• Brief: Can you continue the passage about Cromwell and the Civil War, picking up after its last sentence rather than working from the data?

• Document text:
↓

It was at the start of the Civil War, of parliament against the royalist supporters of the Protestant King Charles I, that Cromwell first became prominent. He organised a group of 60 cavalry to join the parliamentarian army at the battle of Edgehill in 1642 and soon became army leader in East Anglia. A year later he became General and led the cavalry in its decisive victory at Marston Moor, 7 miles from York, in the War’s greatest battle, making him its most famous military figure. He ascribed his victory solely to God, thus starting the process by which he saw himself as specially blessed by God.

In 1645 he had all the military forces reorganized into what became the New Model Army. It first proved itself in June 1645 in Cromwell’s victory at the battle of Naseby, which ended the First Civil War. He was rewarded by parliament with great estates, yielding vast revenues, in England and Ireland. Now the most powerful man in Britain, he met King Charles a few times in 1647, but no agreement was reached.

During the Second Civil War, which began in April 1648, Cromwell led part of the army first in Wales and later in Scotland and soon ended the War. This time he determined to kill the King, despite the efforts of some MPs and others to spare him. He had Charles I beheaded on 30 January 1649, which caused widespread revulsion. Looking down on the dismembered royal corpse, he murmured, “Cruel necessity”.

A few months later Cromwell brought 20,000 soldiers to Ireland, landing at Dublin on 15 August. Describing his mission as a Protestant crusade against the barbarous Irish Catholics, he stated, “It is the priests with their Mass who are the intruders in Ireland. We come to maintain the glory of English liberty in a nation where we have an undoubted right to do it. Blood and ruin shall befall those who have cast off the authority of England and I shall rejoice to exercise the utmost severity against them.”

He began doing so in Drogheda, where the royalist garrison of 2,520 Catholics was led by Sir Arthur Aston, an English Catholic. “After a stiff resistance,” writes Antonia Fraser, “Cromwell in a white heat of passion ordered all to be killed, including Aston, who was bludgeoned to death with his own wooden leg.” Over 1,000 old men, women, children and all the priests also perished. Dr George Bate, Cromwell’s personal physician, stated in his memoirs that about 4,000 Catholics were killed in Drogheda.

↑

• Given records:
↓

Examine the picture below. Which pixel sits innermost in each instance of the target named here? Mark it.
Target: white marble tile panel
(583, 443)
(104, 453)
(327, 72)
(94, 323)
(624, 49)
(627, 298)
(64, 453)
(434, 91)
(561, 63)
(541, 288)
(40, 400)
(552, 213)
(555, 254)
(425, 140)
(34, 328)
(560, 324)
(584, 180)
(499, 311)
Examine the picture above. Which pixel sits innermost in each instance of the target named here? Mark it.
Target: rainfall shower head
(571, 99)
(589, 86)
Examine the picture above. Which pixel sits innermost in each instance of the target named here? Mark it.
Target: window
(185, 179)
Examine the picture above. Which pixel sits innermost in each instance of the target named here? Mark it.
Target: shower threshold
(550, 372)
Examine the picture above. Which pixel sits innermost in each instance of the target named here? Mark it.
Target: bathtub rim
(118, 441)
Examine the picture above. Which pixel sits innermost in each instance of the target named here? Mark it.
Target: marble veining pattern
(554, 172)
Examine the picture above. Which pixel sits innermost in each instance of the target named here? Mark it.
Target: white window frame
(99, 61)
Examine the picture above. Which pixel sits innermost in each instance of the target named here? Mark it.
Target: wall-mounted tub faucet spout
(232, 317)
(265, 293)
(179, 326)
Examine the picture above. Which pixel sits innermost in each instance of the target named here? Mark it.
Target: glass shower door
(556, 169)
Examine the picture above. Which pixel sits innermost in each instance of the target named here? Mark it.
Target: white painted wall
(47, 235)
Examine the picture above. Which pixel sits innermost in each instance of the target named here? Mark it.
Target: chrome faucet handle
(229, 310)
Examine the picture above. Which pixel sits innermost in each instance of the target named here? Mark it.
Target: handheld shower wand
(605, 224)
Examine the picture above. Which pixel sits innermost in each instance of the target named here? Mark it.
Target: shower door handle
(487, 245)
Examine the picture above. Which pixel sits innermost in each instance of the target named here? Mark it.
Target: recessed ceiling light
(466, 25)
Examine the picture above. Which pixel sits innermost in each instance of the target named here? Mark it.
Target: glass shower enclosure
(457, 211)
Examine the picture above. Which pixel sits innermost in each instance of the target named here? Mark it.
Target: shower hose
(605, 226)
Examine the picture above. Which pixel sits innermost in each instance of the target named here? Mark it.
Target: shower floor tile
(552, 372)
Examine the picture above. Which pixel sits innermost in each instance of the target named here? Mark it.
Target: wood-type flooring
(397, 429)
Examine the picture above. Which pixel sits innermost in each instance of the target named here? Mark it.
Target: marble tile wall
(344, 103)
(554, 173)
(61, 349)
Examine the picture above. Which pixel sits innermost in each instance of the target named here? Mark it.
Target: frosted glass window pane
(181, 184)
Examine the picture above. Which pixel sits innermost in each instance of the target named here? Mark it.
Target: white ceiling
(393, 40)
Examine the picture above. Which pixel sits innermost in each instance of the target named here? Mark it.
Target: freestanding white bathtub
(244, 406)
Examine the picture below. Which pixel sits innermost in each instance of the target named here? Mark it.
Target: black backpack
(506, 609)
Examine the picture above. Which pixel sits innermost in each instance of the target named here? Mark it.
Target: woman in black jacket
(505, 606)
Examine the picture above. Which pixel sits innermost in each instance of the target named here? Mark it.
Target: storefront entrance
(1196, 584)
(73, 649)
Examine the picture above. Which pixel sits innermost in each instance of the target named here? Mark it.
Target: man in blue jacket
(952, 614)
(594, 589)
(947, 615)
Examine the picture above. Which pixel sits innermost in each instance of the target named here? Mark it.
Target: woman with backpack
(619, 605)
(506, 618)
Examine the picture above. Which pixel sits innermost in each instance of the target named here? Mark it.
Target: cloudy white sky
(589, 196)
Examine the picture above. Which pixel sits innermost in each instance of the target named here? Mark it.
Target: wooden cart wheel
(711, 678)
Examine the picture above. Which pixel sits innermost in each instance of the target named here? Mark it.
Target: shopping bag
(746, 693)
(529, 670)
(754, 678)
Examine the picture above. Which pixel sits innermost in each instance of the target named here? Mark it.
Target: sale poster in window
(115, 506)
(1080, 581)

↑

• Reply to the exercise:
Cromwell next gave a repeat performance in Wexford where, in his own words, “not many less than 2,000 of the enemy were killed”, including again 1,500 of the town’s old men, women, children and priests. This savagery frightened many of the 25 towns and castles in Munster to surrender when Cromwell marched on them, though some 2,000 of his soldiers were killed taking Clonmel and he failed to take Waterford. When New Ross’s governor asked for freedom of conscience for its people, Cromwell replied, “If you mean liberty to exercise the Mass, that will not be allowed.” W.C. Abbott, one of his biographers, said “there was something near paranoia in Cromwell’s attitude to Catholic clergy.”

"Cromwell lived on Irish soil for only nine months,” says the Oxford history professor Roy Foster, “but few men’s footprints have been so deeply imprinted upon Irish history.” When he returned to England, via Youghal, he was feted as a hero and “a day of public thanksgiving” was declared for his campaign in Ireland. He left his sons-in-law Ireton and Fleetwood behind to finish his Irish campaign, during which 400,000 Irish were deported, killed or died out of a total population of about 2 million.

According to the subsequent Cromwellian Land Settlement, 11 million of Ireland’s best 20 million acres were confiscated and given to 7,500 of his soldiers, instead of pay, and to 1,043 English adventurers at low prices. Many Irish Catholics were deported and none were allowed to own property except in Connacht, thus giving 80 percent of the land to Protestants.

Back in England Cromwell soon established a Commonwealth or Republic and, deciding against becoming king, ruled as Lord Protector or dictator, living in splendour in London’s royal palaces. He imprisoned opponents, without trials, in special camps in the Scilly Isles and the Isle of Wight. He abolished any Catholic influences that survived in the new Anglican Church, like bishops, celebrating Christmas and “scandalous pictures” of the Virgin Mary.

The few English Catholics who survived the Tudor persecutions – about 60,000 out of a total population of five million in 1640 – were treated much more harshly. Those who refused to take the explicitly anti-Catholic oath of Abjuration had two-thirds of their property confiscated and, having no churches, if caught attending Mass in private houses were fined “for popery”. Alison Plowden gives a graphic account of life under Cromwell’s dictatorship in her new book, In a Free Republic.

Cromwell was 5ft 10in in height, with “a swollen and reddish face, small beard, long hair, a large red nose and facial warts”. He famously told the artist Lely, “Paint me warts and all or I won’t pay you a farthing.” Living in constant fear of assassination, he always carried a loaded musket.

His health declined quickly and he died from malaria and pneumonia on 3 September 1658, aged 59. He was secretly buried in Westminster Abbey, but three years later, on the Restoration of the monarchy, his body was taken to Tyburn, where it was publicly hanged for some hours and then decapitated.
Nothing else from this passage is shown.